A new Israeli-American study tells Americans exactly how guilty to feel about the animal-based products they eat – finding that beef is 10 times worse for the environment than other meats or dairy.

Dairy, the research also shows, is just as destructive as popular meats other than beef. Score one for vegans.

Published last week in the journal Proceedings of the National Academy of Sciences, the study makes use of American food production data to calculate the respective tolls that beef, poultry, pork, dairy, and eggs take on the planet. The findings could help inform personal dietary choices and government policies.

“What we found is that there is a very large difference between beef and all the other items when it comes to the environmental burden of production, said Prof. Ron Milo, a biological physicist at the Weizmann Institute’s plant sciences department and one of the leaders of the study. “Also, perhaps surprisingly, dairy was no better than chicken or pork for the environment.”

There is quite a bit of science on the environmental damage caused by food production, but the Israel-American study is the most up to date and comprehensive research yet on animal-derived foods.

Using information from the U.S. Department of Agriculture and other sources, the researchers developed equations to estimate the environmental costs per calorie and per unit of protein for each type of food. The costs they looked at included use of land, water, and nitrogen fertilizer and greenhouse gas emissions. Because they had access to high-quality data, the researchers were able to include factors like transportation distances and livestock feed type in the costs.

· · ·

## WORK ITEM:
Name the journal that published the study described in the article on the environmental cost of animal-based foods.

## RECORDS SUPPLIED:
· · ·

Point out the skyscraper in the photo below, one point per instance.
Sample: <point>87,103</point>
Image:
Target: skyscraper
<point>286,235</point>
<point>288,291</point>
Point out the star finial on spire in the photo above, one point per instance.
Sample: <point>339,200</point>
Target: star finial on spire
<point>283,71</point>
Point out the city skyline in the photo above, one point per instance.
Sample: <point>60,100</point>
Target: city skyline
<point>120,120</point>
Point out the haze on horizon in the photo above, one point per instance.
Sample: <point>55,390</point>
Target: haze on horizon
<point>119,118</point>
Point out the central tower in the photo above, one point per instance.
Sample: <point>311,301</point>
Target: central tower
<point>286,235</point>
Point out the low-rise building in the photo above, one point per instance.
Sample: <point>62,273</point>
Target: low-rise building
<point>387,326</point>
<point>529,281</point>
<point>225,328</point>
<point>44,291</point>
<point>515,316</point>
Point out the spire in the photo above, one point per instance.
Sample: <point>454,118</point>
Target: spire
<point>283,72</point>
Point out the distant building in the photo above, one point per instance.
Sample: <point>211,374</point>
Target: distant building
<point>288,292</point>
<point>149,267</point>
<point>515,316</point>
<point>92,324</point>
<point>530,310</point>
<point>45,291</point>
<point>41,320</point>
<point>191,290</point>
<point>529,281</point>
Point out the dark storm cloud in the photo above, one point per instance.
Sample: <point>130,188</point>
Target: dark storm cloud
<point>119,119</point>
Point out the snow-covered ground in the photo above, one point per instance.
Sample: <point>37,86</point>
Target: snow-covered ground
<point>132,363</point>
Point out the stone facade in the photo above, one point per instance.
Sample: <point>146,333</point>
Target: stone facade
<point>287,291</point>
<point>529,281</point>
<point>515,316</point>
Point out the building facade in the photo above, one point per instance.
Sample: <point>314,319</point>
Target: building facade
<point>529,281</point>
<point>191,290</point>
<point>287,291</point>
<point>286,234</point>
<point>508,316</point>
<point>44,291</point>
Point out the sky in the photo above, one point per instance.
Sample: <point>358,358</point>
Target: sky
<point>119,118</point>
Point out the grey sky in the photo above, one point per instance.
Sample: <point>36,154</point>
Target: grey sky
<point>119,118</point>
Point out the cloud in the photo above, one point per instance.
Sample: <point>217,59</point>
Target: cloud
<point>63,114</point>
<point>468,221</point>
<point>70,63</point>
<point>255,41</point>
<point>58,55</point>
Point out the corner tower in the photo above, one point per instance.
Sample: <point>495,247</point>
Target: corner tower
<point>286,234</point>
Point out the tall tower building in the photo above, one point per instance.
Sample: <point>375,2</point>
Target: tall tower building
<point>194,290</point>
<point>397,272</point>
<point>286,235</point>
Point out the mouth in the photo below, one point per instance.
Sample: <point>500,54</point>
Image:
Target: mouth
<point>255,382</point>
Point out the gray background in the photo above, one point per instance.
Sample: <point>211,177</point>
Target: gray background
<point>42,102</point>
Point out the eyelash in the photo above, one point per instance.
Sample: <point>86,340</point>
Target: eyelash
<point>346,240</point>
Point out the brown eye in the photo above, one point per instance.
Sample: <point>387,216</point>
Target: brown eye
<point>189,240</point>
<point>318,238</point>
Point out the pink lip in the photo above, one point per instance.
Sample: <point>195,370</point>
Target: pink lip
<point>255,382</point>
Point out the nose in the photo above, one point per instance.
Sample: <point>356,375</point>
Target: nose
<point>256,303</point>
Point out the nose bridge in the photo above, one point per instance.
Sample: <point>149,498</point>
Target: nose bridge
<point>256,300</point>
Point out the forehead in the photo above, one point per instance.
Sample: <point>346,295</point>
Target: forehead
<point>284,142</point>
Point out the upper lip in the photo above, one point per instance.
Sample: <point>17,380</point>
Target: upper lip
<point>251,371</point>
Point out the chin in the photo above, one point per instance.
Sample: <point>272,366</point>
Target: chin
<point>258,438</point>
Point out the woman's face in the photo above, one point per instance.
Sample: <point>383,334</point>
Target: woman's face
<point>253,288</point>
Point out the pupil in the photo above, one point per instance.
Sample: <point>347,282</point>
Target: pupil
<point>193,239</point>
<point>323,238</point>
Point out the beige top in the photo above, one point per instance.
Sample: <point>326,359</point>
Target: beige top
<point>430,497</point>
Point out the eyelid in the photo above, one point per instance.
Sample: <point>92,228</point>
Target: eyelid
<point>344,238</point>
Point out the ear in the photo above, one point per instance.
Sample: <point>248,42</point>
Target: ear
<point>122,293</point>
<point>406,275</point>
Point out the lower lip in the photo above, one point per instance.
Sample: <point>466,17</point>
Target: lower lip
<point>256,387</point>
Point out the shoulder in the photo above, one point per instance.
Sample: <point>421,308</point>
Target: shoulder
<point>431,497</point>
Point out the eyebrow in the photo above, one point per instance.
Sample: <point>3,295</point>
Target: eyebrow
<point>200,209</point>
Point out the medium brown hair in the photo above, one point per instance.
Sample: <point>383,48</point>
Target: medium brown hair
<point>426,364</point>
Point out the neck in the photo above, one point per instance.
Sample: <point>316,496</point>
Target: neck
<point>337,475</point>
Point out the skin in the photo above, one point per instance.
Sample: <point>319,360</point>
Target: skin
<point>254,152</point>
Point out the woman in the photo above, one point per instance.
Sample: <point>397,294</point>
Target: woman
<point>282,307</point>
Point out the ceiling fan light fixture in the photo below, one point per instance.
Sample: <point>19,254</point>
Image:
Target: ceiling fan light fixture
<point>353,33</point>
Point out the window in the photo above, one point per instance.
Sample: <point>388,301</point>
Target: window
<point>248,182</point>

· · ·

## WORKED SOLUTION:
Proceedings of the National Academy of Sciences